* To be done:
- A) From the review of the film Daniel, list every person it names who does not appear in its cast list.
- B) Carry on the review of the film Daniel from its last sentence.

------------- Daniel ------------- (USA 1983)
Directed by Sidney Lumet; Written by E.L. Doctorow, based on his own novel "The Book of Daniel"; With Timothy Hutton, Mandy Patinkin, Lindsay Crouse, Amanda Plummer, Edward Asner, Ilan M. Mitchell-Smith, Ellen Barkin, John Rubinstein, Maria Tucci, Joseph Leon, Tovah Feldshuh, Lee Richardson, David Margulies, Carmen Matthews, Julie Bovasso, Jena Greco
**** out of **** (A MASTERPIECE)
"Some day I shall understand"
Sidney Lumet's film "DANIEL" and E.L. Doctorow's novel "The Book of Daniel", which it is based upon, are inspired by the controversial historical case of Julius and Ethel Rosenberg.

* Source excerpt:
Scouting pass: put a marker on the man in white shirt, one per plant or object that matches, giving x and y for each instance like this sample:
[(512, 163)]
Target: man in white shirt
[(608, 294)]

* Outputs:
- A)
- Sidney Lumet
- E.L. Doctorow
- Julius Rosenberg
- Ethel Rosenberg

- B)
At first some words about the complex story. Paul and Rochelle Isaacson (Mandy Patinkin, Lindsay Crouse) were executed in the early 1950s for alleged espionage. Their children Daniel and Susan can't get over this. In the late 1960s, after an attempted suicide of his politically more active sister Susan (played by Amanda Plummer), the rather unpolitical Daniel (Timothy Hutton) tries to find out what exactly happened in the past, tries to understand his parents' lives, tries to help his sister and to get along with his own live ...
In the first place "DANIEL" is about the effects of parents' lives on the lives of their children and about the wish of human beings to understand their parents. Lumet said in a Village Voice interview: "To me, 'DANIEL' is the story of a boy who buries himself with his parents, and spends the rest of his life trying to climb out of the grave." But the multi-layered film deals with other problems as well. Through a complex flashback structure it illuminates from Daniel's view the history of the American left from the 1930s to the late 1960s, including the different left movements. In its criticism of death penalty and McCarthyism, the film is also a political statement.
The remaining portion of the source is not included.